Challenge A
Scale everything from the start of the records down to the line containing "top-left (0, 0), bottom-right (356, 199)", inclusive, and give those lines alone. Repeat each line, requests included, but multiply every coordinate in the answers by 0.8 and round to whole numbers, with halves going up.

Text excerpt
= = =
In late November, a federal court in the Western District of Washington dismissed a class action complaint seeking recovery of monies paid to a social casino game provider because the monies were lost to an “illegal gambling operation.” The court determined that the complaint did not state a plausible claim for relief because the provider did not award something of value (requisite prize element under definition of gambling), and therefore, the game was not “illegal gambling” under Washington law.  As all of the plaintiffs’ claims were contingent on a finding of illegal gambling, the court dismissed the entire complaint. In addition to this conclusion, this decision was noteworthy because it reinforces the legality of monetizing social casino games, as long as certain criteria are met.

The class action suit claimed that under Washington state law, social casino games using purchasable virtual casino chips constituted illegal gambling. Therefore, under Washington’s “Recovery of Money Lost at Gambling Act” (RCW 4.24.070)—they should be allowed to recover the “amount of the money or the value of the thing lost” in the defendant’s illegal gambling operation. Such recovery requires that there first be a finding that the defendant was engaged in gambling.[1]

The following undisputed facts described the defendant’s operation. The defendant ran a virtual game platform that was downloaded free of charge. Once downloaded, users were credited a certain number of virtual casino chips for free, which they could use to play games (blackjack, roulette, etc.). Users could obtain additional chips by winning games (free), waiting until additional chips were awarded to them (free), or by purchasing additional chips or other virtual items to enhance or extend gameplay. Additionally, the defendant’s terms of use stated that the chips had no cash value, and could not be exchanged for cash or merchandise, either with the operator or other users.
= = =
Data to process
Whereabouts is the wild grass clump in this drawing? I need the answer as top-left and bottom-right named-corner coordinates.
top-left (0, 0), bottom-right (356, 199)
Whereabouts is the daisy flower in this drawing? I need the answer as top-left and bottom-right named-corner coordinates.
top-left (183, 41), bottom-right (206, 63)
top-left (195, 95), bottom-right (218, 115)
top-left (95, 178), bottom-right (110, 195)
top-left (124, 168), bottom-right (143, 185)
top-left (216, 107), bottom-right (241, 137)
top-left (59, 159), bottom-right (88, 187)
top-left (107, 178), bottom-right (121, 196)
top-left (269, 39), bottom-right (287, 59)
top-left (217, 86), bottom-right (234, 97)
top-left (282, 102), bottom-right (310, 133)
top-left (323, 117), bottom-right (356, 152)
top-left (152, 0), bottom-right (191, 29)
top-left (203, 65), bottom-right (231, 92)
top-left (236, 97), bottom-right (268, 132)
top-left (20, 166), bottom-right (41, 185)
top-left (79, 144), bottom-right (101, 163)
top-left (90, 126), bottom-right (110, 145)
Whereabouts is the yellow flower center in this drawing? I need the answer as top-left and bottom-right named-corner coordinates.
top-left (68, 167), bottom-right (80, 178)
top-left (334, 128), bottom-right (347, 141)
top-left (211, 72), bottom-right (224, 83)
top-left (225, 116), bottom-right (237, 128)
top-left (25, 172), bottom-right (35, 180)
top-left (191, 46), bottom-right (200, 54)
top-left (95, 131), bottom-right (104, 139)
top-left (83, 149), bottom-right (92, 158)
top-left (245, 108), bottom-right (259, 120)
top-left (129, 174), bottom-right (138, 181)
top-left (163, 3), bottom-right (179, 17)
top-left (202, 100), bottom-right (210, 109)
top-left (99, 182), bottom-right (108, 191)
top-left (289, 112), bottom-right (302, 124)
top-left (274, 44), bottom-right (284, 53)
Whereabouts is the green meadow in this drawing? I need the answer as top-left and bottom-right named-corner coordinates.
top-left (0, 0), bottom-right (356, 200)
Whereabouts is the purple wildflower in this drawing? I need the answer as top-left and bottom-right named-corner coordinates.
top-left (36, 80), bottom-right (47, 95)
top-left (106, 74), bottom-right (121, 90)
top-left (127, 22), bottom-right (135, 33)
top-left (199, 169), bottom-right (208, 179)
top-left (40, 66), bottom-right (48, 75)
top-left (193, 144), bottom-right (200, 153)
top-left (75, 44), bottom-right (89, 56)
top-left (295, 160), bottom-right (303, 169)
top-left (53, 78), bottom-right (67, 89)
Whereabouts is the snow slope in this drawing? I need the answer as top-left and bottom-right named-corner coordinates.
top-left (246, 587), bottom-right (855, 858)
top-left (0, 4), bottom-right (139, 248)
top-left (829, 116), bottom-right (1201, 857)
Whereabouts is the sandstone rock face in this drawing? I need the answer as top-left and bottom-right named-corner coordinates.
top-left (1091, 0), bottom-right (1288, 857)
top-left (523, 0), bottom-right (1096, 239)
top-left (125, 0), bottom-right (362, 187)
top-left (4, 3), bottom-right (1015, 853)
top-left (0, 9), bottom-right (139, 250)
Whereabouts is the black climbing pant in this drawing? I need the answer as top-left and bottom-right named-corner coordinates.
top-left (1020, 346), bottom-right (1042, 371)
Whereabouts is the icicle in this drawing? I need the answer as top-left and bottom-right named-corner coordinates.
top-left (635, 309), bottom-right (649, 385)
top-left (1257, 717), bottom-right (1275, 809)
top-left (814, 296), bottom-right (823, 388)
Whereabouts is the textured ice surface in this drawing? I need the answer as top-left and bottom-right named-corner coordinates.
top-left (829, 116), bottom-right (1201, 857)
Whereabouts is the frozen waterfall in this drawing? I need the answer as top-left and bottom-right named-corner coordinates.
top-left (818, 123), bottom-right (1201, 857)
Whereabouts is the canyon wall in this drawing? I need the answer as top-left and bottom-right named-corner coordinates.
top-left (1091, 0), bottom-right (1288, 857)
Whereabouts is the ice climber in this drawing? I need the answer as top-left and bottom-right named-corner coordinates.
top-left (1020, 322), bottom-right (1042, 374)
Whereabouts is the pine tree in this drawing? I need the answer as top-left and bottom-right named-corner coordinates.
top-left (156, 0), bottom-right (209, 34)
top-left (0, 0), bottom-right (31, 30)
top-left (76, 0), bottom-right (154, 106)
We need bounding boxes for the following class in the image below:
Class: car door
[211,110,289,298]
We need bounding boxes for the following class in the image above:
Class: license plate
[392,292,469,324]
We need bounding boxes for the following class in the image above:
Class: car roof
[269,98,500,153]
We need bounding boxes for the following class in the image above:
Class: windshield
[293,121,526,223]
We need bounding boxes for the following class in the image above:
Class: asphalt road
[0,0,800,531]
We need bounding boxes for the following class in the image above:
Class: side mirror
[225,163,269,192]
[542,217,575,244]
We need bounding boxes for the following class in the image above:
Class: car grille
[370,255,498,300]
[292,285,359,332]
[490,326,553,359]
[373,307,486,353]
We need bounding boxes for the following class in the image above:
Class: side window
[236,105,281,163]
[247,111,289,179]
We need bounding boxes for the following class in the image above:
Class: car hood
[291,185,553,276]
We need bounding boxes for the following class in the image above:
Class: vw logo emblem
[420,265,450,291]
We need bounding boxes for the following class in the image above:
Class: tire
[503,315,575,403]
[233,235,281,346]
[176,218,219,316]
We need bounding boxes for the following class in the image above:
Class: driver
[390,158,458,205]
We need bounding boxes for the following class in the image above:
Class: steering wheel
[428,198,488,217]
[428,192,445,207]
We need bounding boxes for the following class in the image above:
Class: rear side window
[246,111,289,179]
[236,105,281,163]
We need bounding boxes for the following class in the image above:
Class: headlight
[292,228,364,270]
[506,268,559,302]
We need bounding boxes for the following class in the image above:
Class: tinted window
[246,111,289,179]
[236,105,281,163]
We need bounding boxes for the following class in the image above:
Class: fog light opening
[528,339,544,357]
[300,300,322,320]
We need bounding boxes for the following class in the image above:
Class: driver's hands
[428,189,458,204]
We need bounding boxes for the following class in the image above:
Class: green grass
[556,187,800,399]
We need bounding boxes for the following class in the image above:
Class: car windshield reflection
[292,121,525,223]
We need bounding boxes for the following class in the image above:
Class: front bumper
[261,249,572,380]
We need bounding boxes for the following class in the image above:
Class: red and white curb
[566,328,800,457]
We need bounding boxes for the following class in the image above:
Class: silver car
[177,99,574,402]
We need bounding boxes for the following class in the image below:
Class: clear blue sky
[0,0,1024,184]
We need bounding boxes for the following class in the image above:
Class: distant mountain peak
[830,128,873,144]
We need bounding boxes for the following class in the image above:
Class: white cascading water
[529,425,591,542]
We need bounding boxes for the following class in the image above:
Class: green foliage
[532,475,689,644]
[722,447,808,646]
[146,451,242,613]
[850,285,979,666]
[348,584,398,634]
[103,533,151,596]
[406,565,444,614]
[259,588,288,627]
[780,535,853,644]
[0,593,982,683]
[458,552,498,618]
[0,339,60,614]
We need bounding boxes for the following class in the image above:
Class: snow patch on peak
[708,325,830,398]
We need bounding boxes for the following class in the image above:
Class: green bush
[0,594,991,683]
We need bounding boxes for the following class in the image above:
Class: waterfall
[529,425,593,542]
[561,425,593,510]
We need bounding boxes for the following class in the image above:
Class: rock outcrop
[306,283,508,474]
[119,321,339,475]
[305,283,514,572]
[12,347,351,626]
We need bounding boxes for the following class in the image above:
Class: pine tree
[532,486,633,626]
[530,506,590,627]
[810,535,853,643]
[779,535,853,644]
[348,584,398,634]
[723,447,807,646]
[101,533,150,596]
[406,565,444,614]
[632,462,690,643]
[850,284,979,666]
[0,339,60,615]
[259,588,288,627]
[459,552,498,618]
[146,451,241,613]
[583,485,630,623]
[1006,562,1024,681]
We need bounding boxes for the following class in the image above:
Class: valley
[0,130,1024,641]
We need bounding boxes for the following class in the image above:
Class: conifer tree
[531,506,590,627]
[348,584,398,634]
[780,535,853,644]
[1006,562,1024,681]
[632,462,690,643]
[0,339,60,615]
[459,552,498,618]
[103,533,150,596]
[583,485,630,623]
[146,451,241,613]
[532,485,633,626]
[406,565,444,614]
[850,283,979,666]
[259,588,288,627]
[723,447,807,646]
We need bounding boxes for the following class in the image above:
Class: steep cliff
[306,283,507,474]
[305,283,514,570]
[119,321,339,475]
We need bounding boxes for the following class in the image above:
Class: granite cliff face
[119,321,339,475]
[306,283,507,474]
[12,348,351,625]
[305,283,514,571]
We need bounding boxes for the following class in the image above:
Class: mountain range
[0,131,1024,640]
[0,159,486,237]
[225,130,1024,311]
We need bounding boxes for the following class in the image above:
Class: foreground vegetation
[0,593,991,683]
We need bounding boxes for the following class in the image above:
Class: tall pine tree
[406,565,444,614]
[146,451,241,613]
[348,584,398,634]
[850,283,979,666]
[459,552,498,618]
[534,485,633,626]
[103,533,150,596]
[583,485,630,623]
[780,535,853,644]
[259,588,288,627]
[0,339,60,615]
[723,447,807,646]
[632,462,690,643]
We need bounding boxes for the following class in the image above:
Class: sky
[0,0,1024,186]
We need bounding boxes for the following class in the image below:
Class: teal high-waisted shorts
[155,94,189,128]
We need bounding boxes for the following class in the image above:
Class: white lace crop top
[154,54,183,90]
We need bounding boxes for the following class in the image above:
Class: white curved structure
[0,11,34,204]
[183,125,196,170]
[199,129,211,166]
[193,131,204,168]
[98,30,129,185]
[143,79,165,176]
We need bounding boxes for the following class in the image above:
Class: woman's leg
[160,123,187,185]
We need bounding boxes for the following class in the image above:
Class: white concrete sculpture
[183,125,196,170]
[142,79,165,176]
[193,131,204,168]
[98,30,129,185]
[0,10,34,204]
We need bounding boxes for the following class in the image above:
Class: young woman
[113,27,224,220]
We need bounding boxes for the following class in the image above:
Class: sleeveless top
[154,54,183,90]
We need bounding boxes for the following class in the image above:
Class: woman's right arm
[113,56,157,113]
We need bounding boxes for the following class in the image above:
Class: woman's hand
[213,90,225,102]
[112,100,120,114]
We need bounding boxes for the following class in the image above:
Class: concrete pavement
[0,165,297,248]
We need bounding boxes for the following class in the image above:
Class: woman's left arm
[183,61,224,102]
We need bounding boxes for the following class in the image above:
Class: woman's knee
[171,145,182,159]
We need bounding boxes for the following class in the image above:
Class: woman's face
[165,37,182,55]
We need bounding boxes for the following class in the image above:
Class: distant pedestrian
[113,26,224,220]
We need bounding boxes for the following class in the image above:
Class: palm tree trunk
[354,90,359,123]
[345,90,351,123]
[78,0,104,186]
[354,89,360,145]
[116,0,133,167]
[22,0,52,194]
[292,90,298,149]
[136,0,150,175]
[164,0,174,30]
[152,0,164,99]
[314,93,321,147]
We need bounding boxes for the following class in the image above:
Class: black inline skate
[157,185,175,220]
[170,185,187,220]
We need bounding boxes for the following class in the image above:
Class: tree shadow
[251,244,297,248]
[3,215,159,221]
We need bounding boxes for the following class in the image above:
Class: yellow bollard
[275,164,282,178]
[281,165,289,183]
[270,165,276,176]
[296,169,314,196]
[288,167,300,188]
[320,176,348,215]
= = =
Challenge B
In the social casino ruling text, condense the paragraph beginning "The following undisputed facts" into a short list that keeps its main facts.

Task answer A
Whereabouts is the wild grass clump in this drawing? I need the answer as top-left and bottom-right named-corner coordinates.
top-left (0, 0), bottom-right (285, 159)

Task answer B
- The defendant ran a virtual game platform that was free to download.
- After downloading, users received free virtual casino chips to play games such as blackjack and roulette.
- Users could get more chips by winning games or waiting for more to be awarded, both free. They could also buy chips or other virtual items to enhance or extend play.
- The terms of use said the chips had no cash value. They could not be exchanged for cash or merchandise, either with the operator or with other users.